- **EXERCISE**: Write the next part of the BMW CQuartz detailing write-up below, starting right after its last sentence.

# CQuartz new car protection detail 335d & 330d Detailing Glasgow



## Rgk Detailing (Dec 6, 2006)

*BMW 335d & 330d CQuartz new car details​*
*


















Hi folks, sorry it has been a while since my last write, this summer has been very busy so no time for write ups sadly, there are now a good few to catch up on, I'll start with these two new BMW F30's, remember you can follow my work day to day via my facebook page 

BMW 335d CQuartz new car protection detail

The owner of this very nice new BMW 335d booked the car in with me some months before taking delivery of his car, previously he has been disappointed with the poor prep on the last new car he bought, so wanted this car to be prepared properly from the start of ownership, also after the most durable protection available he opted for CQuartz UK to be applied, this is a much harder wearing coating than a traditional polymer sealant, and especially a wax! it helps to reduce the chance of inflicting wash marring in the finish, repels dirt and water, the coating is also chemical resistant so tar sports can be removed without the need to reapply the sealant.

The owner sourced the car online so didn't have the option of telling the supplying dealer not to wash the car, so it did arrive with some minor wash marring and a few random deeper scratches in the clearcoat which I removed as part of the process, to begin with the car was given a thorough decontamination wash, and clayed to remove any contamination on the exterior surfaces, this is necessary even on new cars as they are often transported several hundred miles via rail, and stored outdoors before reaching the owners, as such a good amount of harmful iron deposits is often present on the paintwork, along with other organic contaminants, these must be removed to allow the paintwork protection to bond properly.

After a thorough wash, using the two bucket method, with attention paid to all nooks and crannies, Carpro Iron X was sprayed on and left to dwell for several minutes to dissolve any iron deposits (raildust) pictured below, any deposits turn purple once the product comes into contact.




























The wheels were also treated.










The car was then thoroughly rinsed, any tar sports removed, rinsed again then moved indoors to have any remaining contamination removed using a claybar.



















First of the defects to be removed is this mark on the nearside front door,










These marks were quite deep in the clearcoat, so a two stage polish was carried out using Menz Intensive followed followed by 106FA to refine the finish.










Next was this mark on the bonnet



















The piano black trim is notorious for marking easily, and this car was no exception, so all these all areas were also polished to remove the swirl marks, and increase gloss.










Once the areas with the deeper marks were rectified the car was treated to a single stage machine polish using a rotary machine polisher (Festool Rap 150) this increases the gloss of the paint finish, removes any light marring, and removes the roughness that all new paint finishes have straight from the factory, once this was done the lip spolier was fitted to the boot on the owners request,




























http://www.rgkdetailing.com/blog/wordpress/wp-content/uploads/2014/08/20140806_110533-Copy.jpg[/img]










Carpro Eraser was then used to remove any polishing oils on the paintwork, to allow CQuartz to bond to the paintwork, is was carefully applying ensuring that all areas have even coverage and that now smears were left behind! all the rubber trim surrounding the windows was also coated with Carpro DLUX along with the wheels.

- **INFORMATION PROVIDED**:
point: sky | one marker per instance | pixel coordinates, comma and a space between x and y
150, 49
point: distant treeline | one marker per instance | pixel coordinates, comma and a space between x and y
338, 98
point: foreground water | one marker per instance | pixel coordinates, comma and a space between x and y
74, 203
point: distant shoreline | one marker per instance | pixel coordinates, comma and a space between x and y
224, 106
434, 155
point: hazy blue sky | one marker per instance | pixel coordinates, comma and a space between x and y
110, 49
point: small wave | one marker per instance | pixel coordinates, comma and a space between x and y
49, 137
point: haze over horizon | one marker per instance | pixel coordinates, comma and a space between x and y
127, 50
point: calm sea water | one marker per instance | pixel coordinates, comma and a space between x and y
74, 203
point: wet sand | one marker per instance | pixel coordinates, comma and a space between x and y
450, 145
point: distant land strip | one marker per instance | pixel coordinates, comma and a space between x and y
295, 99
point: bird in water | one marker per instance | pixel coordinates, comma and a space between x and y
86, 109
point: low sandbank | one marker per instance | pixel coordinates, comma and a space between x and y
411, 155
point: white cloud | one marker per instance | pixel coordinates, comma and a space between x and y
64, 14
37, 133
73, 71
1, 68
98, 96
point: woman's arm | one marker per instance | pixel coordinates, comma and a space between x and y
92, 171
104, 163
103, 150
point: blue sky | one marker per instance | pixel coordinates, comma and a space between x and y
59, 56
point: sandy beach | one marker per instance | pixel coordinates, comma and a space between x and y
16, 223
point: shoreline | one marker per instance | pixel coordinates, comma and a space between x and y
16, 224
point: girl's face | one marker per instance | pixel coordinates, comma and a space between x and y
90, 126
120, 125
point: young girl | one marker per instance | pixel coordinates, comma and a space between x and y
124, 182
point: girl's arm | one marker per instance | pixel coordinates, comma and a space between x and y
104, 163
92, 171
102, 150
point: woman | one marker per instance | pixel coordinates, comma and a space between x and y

- **RESPONSE**:
The car was then left indoors for 20 hours to allow the coating to harden, this is very important as cquartz can easily be smeared and damaged if any contact is made including applying another product on top of it too soon, 20 hours later a polymer based sealant was applied, a favourite of mine Wolfgang 3.0 for its slickness and depth of gloss it adds to the finish, this compliments the protection provided by cquartz very well.

These are the finished shots, ready for the owner to collect his new car.












































































































































































BMW 330d CQuartz new car detail

Here we have another new BMW 330d booked in for our comprehensive new car protection detail, the owner wanted the most durable protection available applied, so he chose our CQuartz new car protection detail for his new purchase,

Just like most other brand new cars I prepare a few areas did need to be machine polished to remove some noticeable defects).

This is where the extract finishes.